The Team: Deep Scientific and Commercial Expertise

Myria is led by its founding team: Steven Schmitt (CEO), Kenan Bozhueyuek (CSO), and Irene Wuethrich (COO). Steven is a biologist trained at ETH Zurich, where he developed Myria’s high-throughput screening technology, and brings translational experience as an ETH Pioneer Fellow in bioengineered natural products. Kenan is a bioinformatician from the Helmholtz Institute for Pharmaceutical Research Saarland (HIPS), specializing in biosynthetic gene cluster engineering and NRPS/PKS engineering, with multiple patents and publications. Irene is a biotechnologist and molecular biologist with a PhD from the Whitehead Institute for Biomedical Research (MIT) and experience in biosynthetic and natural product pharmaceuticals, including as an ETH Pioneer Fellow.

Dataset content:
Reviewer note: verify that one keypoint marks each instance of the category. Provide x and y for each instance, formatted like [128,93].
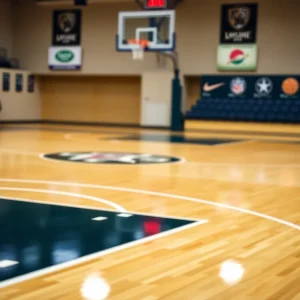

Activity:
According to the text about Myria's founding team, where did Irene Wuethrich earn her PhD? This material has no connection to the text about Myria's founding team.

Task output:
She earned her PhD at the Whitehead Institute for Biomedical Research (MIT).